After the war, he did welfare work, establishing an orphanage for war orphans, and teaching music in Tongyeong and Busan. After the armistice ceasing hostilities in the Korean War in 1953, he began teaching at the Seoul National University. He received the Seoul City Culture Award in 1955, and traveled to Europe the following year to finish his musical studies.
In Paris and West Berlin, he studied contemporary music under Pierre Revel, Boris Blacher, Josef Rufer, and Reinhard Schwarz-Schilling. He attended the International Summer Courses of Contemporary Music in Darmstadt, and began his career in Europe with premieres of his Five Pieces for Piano and Music for Seven Instruments. His music was recognized for its fusion of East Asian and Western classical musical traditions. The premiere of his oratorio Om mani padme hum in 1965 and Réak in 1966 gave him international renown.

**COLLECTED MATERIAL**
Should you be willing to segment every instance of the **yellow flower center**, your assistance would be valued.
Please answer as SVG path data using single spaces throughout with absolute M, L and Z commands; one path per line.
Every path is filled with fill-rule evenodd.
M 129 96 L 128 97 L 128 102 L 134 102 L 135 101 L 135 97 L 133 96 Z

**EXERCISES TO COMPLETE**
• a. Please explain, from the passage, why he traveled to Europe the year after receiving the Seoul City Culture Award.
• b. In the passage, where did he begin teaching after the 1953 armistice?
Rely only on the passage for what comes next.

**CORRECT ANSWERS**
• a. He went to Europe to finish his musical studies.

• b. At Seoul National University.